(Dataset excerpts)
########################################

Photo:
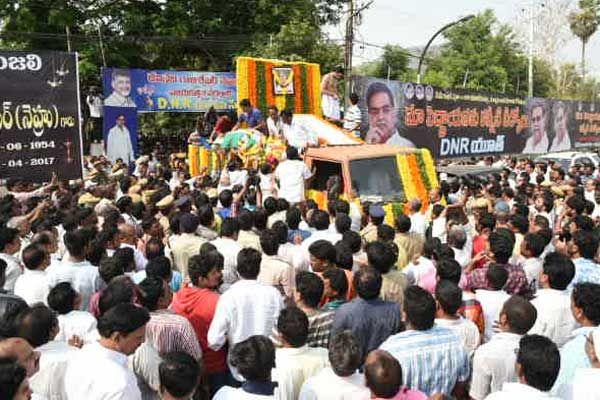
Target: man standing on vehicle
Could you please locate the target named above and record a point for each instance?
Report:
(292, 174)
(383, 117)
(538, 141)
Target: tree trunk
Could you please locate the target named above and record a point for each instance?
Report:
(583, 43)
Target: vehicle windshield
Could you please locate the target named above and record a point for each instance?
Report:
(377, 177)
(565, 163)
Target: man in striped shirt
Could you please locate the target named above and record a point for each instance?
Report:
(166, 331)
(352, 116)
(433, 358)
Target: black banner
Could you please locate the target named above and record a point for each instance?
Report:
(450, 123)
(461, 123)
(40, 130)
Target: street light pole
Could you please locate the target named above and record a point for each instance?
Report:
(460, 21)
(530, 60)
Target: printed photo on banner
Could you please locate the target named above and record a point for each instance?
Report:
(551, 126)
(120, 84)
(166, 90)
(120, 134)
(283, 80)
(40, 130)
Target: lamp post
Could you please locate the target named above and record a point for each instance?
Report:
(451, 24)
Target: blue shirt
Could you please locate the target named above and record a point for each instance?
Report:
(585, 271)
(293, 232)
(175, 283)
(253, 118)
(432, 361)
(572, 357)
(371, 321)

########################################

If a line in the data above includes the string "banner", copy it.

**Result**
Target: black banner
Target: printed photo on banner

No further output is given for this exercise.